# [REQUIREMENTS]
Edit the records below by replacing each "Dataset class" with "Category", leaving every other part of them unchanged.

# [DATA PROVIDED]
- - - -

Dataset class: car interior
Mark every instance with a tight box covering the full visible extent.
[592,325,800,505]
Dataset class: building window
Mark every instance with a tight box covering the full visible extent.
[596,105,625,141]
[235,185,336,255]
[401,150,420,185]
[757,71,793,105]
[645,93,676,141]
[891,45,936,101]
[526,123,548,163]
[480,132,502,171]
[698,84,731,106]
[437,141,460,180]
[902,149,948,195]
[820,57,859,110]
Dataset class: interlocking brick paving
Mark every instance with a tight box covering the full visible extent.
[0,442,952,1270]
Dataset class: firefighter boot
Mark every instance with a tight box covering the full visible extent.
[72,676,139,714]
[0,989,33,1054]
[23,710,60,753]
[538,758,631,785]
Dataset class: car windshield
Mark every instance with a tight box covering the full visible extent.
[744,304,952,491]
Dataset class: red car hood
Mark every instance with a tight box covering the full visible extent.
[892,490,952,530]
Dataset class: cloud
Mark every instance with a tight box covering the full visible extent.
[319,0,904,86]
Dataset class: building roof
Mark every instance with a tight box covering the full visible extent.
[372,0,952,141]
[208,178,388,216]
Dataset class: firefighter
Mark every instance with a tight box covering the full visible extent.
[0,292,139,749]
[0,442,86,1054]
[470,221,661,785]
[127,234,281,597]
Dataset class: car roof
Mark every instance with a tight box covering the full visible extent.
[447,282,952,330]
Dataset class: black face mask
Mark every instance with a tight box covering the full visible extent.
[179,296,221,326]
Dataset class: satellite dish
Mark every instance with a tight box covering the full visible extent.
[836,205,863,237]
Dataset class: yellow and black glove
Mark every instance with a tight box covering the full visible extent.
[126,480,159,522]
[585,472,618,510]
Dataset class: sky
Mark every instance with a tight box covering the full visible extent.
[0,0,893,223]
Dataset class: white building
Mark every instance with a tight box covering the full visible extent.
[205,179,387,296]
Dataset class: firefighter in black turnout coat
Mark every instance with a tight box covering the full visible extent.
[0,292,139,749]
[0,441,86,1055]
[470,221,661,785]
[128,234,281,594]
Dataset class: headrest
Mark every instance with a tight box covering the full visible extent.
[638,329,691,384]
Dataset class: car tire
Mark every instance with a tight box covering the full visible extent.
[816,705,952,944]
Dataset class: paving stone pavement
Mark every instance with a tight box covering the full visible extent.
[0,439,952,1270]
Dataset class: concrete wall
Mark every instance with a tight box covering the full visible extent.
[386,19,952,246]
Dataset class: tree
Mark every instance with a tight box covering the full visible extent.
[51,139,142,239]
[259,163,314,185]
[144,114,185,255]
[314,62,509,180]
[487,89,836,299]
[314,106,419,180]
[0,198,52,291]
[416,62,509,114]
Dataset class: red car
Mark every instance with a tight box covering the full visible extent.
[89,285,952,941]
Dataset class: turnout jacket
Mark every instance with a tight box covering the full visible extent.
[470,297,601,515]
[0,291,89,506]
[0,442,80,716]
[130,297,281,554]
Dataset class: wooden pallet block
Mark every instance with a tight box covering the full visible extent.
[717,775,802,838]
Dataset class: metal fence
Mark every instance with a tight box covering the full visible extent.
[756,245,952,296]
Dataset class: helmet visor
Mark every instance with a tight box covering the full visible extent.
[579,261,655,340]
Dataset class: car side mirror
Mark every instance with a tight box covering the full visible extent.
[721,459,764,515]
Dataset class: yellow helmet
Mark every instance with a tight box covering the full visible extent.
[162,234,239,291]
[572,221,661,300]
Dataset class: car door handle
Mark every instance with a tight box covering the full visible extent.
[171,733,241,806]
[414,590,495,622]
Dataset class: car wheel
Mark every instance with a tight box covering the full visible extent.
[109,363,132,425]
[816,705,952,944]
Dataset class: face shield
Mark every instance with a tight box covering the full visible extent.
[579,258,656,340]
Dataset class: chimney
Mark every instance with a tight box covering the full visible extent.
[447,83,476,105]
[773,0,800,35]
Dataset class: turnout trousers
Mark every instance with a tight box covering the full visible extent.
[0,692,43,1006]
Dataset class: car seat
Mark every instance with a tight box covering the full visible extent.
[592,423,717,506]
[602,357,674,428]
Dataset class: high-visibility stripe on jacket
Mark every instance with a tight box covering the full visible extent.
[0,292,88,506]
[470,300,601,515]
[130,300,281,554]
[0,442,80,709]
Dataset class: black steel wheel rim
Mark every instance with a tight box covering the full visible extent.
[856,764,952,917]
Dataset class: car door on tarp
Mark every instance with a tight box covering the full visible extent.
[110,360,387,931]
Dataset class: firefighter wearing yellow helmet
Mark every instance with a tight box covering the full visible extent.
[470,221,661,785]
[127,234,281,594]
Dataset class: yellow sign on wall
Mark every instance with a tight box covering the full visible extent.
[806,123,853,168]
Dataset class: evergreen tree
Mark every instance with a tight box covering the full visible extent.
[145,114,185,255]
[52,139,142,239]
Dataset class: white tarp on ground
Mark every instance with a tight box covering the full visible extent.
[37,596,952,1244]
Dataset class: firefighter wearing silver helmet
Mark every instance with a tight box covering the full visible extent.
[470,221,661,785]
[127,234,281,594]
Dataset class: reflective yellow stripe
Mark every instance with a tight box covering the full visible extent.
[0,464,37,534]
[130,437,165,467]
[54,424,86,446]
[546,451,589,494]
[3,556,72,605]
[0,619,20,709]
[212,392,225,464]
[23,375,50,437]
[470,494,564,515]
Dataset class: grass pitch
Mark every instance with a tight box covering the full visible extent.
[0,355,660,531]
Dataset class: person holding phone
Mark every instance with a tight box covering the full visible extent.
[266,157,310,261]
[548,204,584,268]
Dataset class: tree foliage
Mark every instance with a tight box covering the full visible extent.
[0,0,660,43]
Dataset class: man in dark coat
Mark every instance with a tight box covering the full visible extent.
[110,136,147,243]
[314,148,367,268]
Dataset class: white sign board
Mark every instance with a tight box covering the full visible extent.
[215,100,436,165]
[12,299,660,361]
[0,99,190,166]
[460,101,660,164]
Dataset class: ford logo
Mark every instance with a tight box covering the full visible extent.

- - - -

# [COMPLETE RESPONSE]
Category: car interior
Mark every instance with a tight box covering the full visible extent.
[592,325,800,505]
Category: building window
Mark every instance with a tight box covering the full visible extent.
[596,105,625,141]
[235,185,336,255]
[401,150,420,185]
[757,71,793,105]
[645,93,676,141]
[891,45,936,101]
[526,123,548,163]
[480,132,502,171]
[698,84,731,106]
[437,141,460,180]
[902,149,948,195]
[820,57,859,110]
Category: interlocking brick paving
Mark every instance with a tight box covering the full visible extent.
[0,442,952,1270]
Category: firefighter boot
Mark every instance with a tight box covering the full visible extent.
[72,676,139,714]
[0,989,33,1054]
[23,710,60,753]
[538,758,631,785]
Category: car windshield
Mark every instance with a tight box covering the full visible extent.
[744,304,952,491]
Category: red car hood
Mark every instance with a tight box covering the full visible extent.
[892,490,952,530]
Category: cloud
Mark every instance with a tight box covering the full visible extent.
[319,0,904,86]
Category: building roof
Mark every instance with a tight box covering the full visible extent.
[372,0,952,141]
[208,178,388,216]
Category: firefighter
Mark every instance with a tight box covering the full visible extent.
[0,292,139,749]
[0,442,86,1054]
[470,221,661,785]
[127,234,281,597]
Category: car roof
Mark every instance with a tight box covering the full visible extent.
[447,282,952,330]
Category: black face mask
Mark every instance with a tight box covering the full visible extent.
[179,296,221,326]
Category: satellite dish
Mark every instance with a tight box covering the full visible extent.
[836,205,863,237]
Category: yellow and black glove
Mark every instance with a tight box covering the full visible extent.
[126,480,159,522]
[585,472,618,510]
Category: sky
Mark every instance with a tight box covering the full visible extent.
[0,0,893,223]
Category: white building
Mark every instance with a tight box covering the full visible extent.
[205,179,387,296]
Category: firefighter in black turnout coat
Mark every instance with a tight box covering the full visible extent.
[0,292,139,749]
[0,441,86,1055]
[470,221,661,785]
[128,234,281,594]
Category: headrest
Mark every instance with a tight box covering the full visible extent.
[638,329,691,384]
Category: car tire
Mark every instance with a tight box covering the full visible extent.
[816,705,952,944]
Category: paving stone pavement
Mark every instance with a tight box covering the full visible extent.
[0,439,952,1270]
Category: concrete wall
Mark every instance with a tight box covering the full visible extent.
[386,19,952,246]
Category: tree
Mark every instance with a tight box covering the full visible extent.
[51,139,142,239]
[259,163,314,185]
[144,114,185,255]
[314,62,509,180]
[487,89,836,299]
[314,106,419,180]
[0,198,52,291]
[416,62,509,114]
Category: red car
Mark every instance with a tight box covering the full visible extent.
[89,285,952,941]
Category: turnout jacket
Mark every instance with a tight box covering the full visible extent.
[470,297,601,515]
[0,291,89,506]
[0,442,80,716]
[130,297,281,554]
Category: wooden pallet block
Mark every instance with a tight box covering the full visible extent.
[717,775,802,838]
Category: metal fence
Mark every instance with a tight box covering the full visible extent.
[756,245,952,296]
Category: helmet visor
Mark every instance with a tight box covering the full visible extent.
[579,261,655,340]
Category: car side mirror
Mark every instance with a tight box covering the full visible extent.
[721,459,764,515]
Category: yellow helmet
Mark every instance with a tight box covering the full visible extent.
[162,234,239,291]
[572,221,661,300]
Category: car door handle
Mark every instance with a tight box covering the full visible extent.
[171,733,241,806]
[414,590,495,622]
Category: car wheel
Mark every instance with a tight box covering the full visible extent.
[109,363,132,425]
[816,705,952,944]
Category: face shield
Mark every instance with a tight box covering the full visible extent.
[579,258,656,340]
Category: chimney
Mark every instance with a tight box covering the full visible extent.
[447,83,476,105]
[773,0,800,35]
Category: turnout trousers
Mark every instance with a tight box covering the full visible extent.
[0,692,43,1006]
Category: car seat
Mark every instance with a tight box covering the full visible extent.
[592,423,717,506]
[602,357,674,428]
Category: high-visibility stripe on jacket
Mark every instance with a tight box covering the full visible extent.
[0,292,88,506]
[470,300,601,515]
[130,300,281,554]
[0,442,80,709]
Category: black steel wheel rim
Mark every instance with a tight box covering the full visible extent.
[856,764,952,917]
Category: car door on tarp
Mark every instance with a tight box covering the full visible extent.
[110,360,387,931]
Category: firefighter wearing yellow helmet
Mark every instance with a tight box covering the full visible extent.
[470,221,661,785]
[127,234,281,594]
Category: yellow sign on wall
Mark every instance with a tight box covering the full visible extent.
[806,123,853,168]
Category: evergreen tree
Mark every instance with a tight box covering the full visible extent.
[145,114,185,255]
[52,139,142,239]
Category: white tarp on ground
Mark every instance with a tight box covering the full visible extent.
[37,596,952,1244]
Category: firefighter wearing silver helmet
Mark every instance with a tight box covering the full visible extent.
[470,221,661,785]
[127,234,281,594]
Category: reflective yellow stripe
Mark every instance with a tight box covering the full visible extent.
[0,464,37,534]
[130,437,165,467]
[54,424,86,446]
[546,451,589,494]
[3,556,72,605]
[0,619,20,709]
[212,392,225,464]
[23,375,50,437]
[470,494,564,515]
Category: grass pitch
Mark every instance with a tight box covering the full visible extent.
[0,355,660,531]
Category: person holding phone
Mark every instance with a tight box covering the full visible extent.
[266,157,310,261]
[548,204,584,268]
Category: tree foliage
Mark every instance with a tight box covering the full visible extent.
[0,0,660,43]
Category: man in dark coat
Mark every instance with a tight box covering the full visible extent.
[110,136,147,243]
[314,148,367,268]
Category: white sign board
Mark every instance with a tight box covering the full visible extent.
[215,100,436,165]
[12,299,660,361]
[0,99,190,166]
[460,101,660,164]
Category: ford logo
Mark every instance with a tight box covering the full visible extent.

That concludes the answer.